JOB 1 – Copy the passage on testing learning hypotheses word for word, between "While both approaches" and "on learner performance.", inclusive.
JOB 2 – Proceed with the passage on testing learning hypotheses, picking up right after its final sentence.

Using the example above, maybe learners aren’t retaining information because the orientation environment is filled with distractions. Maybe the orientation room is beside a high-traffic hallway, and the sound of foot traffic and passing conversation leaks into the room. Maybe the room is physically too small to house all the learners comfortably. Or maybe someone from IT is roaming the room to assist learners with computer login issues, which is distracting to learners. The overall hypothesis here is that the learning environment is affecting the learners’ retention of information delivered in their workplace orientation.

Make Testable Predictions
With this hypothesis in mind, the next step is to design a way to test our predictions. The design of our test is important, because the better we design our test, the more confidence we can have in the accuracy and meaningfulness of our results. That said, it’s often not possible to have a perfect study design, especially if we’re hoping to conduct experiments. Often there are tons of constraints we have to account for, such as time, financial, or geographical constraints, to name only a few. So we often have to make the most of the available resources.
Here’s a simplified list of things we should consider when setting up a test of our prediction(s):
Selecting a Sample: Ideally, we want a group of participants (a sample) that’s big and diverse enough to generalize our results to a broader population. The goal isn’t necessarily to generalize to the entire world, but at least to a culturally similar population beyond our own institution — like an industry, province, country, or continent.
Choosing a Research Approach: Next, we must decide on whether to conduct quantitative or qualitative research.
- Qualitative research helps us understand the meaning behind human behaviour, it excels at exploring motivation, perception, or experience.
- Quantitative research, allows us to measure what changes and by how much. It’s particularly useful for evaluating instructional strategies and assessing improvements in learning outcomes.
While both approaches are valuable, I’ll focus primarily on experiments and quasi-experimental studies that use quantitative inquiry to examine data-driven educational strategies and their impact on learner performance.
Controlling for Confounding Variables: If we decide to go the quantitative research route, we need to control for confounding variables — factors that could influence the results in unintended ways. By doing so, we ensure our findings reflect what we’re actually trying to test, rather than something else entirely.
A common mistake I often see in educational psychology research is failing to control for time spent learning. For example, researchers may have a control group and an experimental group. The experimental group receives the same instruction as the control group, plus the additional experimental instruction being tested. Meanwhile, the control group receives no extra instruction. It’s not surprising, then, that the experimental group tends to perform better. It turns out the more time you spend learning something, the better you remember it! As a result, these kinds of studies contribute little to advancing the field, since the improvement can be attributed to increased learning time (that is, the confound) rather than the intervention itself.

RECORD SET –
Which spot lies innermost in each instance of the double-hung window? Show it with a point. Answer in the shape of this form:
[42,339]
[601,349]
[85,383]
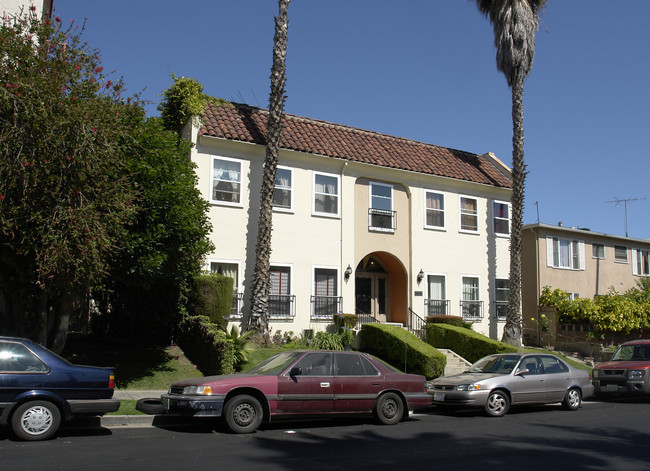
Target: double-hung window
[226,181]
[326,195]
[434,207]
[468,214]
[501,215]
[565,253]
[283,192]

WRITTEN RESPONSE 1 –
While both approaches are valuable, I’ll focus primarily on experiments and quasi-experimental studies that use quantitative inquiry to examine data-driven educational strategies and their impact on learner performance.

WRITTEN RESPONSE 2 –
Reliable measurement: Finally, we need to figure out a reliable way to measure whatever outcome we’re investigating. If we’re trying to measure knowledge retention, we might want a test at the end of the lesson so we can objectively assess what learners remember. And then maybe we could administer another test a few weeks later (or a series of tests staggered over the next few months) to see how retention changes over time.
Sometimes researchers will administer questionnaires asking learners to reflect on their performance. While these can be valuable for understanding individual beliefs or opinions, they are not ideal for measuring learning outcomes. Learners often don’t have the introspective skills required to accurately assess their own knowledge or the quality of their learning experience. Even those who do possess these skills typically can’t evaluate their knowledge at a detailed level.
Test Hypothesis and Gather Data
After all the preparation, we can finally move on to testing our hypothesis and collecting data. Sticking with our earlier example, we might measure knowledge retention and application among a group of learners in a distracting environment, then test a new group of learners in a distraction-free environment. By comparing the post-orientation test scores of both groups using robust statistical methods (a t-test in this case!), we can determine which cohort performed better and whether this difference is statistically significant. We might also consider whether this result is practically meaningful.

Iterate or Reject the Hypothesis
Once we have gathered and analyzed the data, we should have enough information to determine whether our hypothesis has merit. If the evidence doesn’t support our proposed explanation, that’s okay. We can either form a new hypothesis and test that, or we can refine our experiment to see if a different approach will give us new insights.
What we shouldn’t do — and this is important — is to reformulate our hypothesis based on the data of our original experiment, and present it as though it was our original hypothesis all along. Unfortunately, this practice is very common — so common, that it has its own term “HARKing”, or hypothesizing after the results are known. Researchers, eager to publish positive results, may reframe their hypotheses post hoc in order to report a “significant” finding. This practice introduces methodological flaws and clutters the field with misleading studies, making it harder to identify truly impactful research.
Develop Theories
If our results support our hypothesis, then we can continue to test the same hypothesis under different conditions (e.g., with different groups of learners, in different settings), until we feel confident enough to have a working theory that explains what might be happening in our original observation.
Theories are overarching frameworks that propose why our explanations (or hypotheses) might be true and why we’re observing what we are in our experiments. Theories are what pull together the findings of various research studies to make sense of them on a broader scale.
Returning to our example, let’s say learners in the distraction-free room scored, on average, 10% better than learners in the distraction-filled room — a finding that is potentially both statistically significant and meaningful. From this, we might reasonably conclude that learners learn best in a distraction-free environment! This evidence supports our hypothesis, and it’s a good start, but it isn’t a theory. Our theory, in this case, could be that being in a distraction-free environment lowers the cognitive load that learners are facing and improves memory encoding and storage, which would explain the improved test results. This theory then allows us to connect our research finding — that learners perform best after learning in a distraction-free environment — to a whole literature on cognitive load and memory. Theories provide us with a stronger anchor for our research findings because they give us reasons why our hypotheses and observations came to be.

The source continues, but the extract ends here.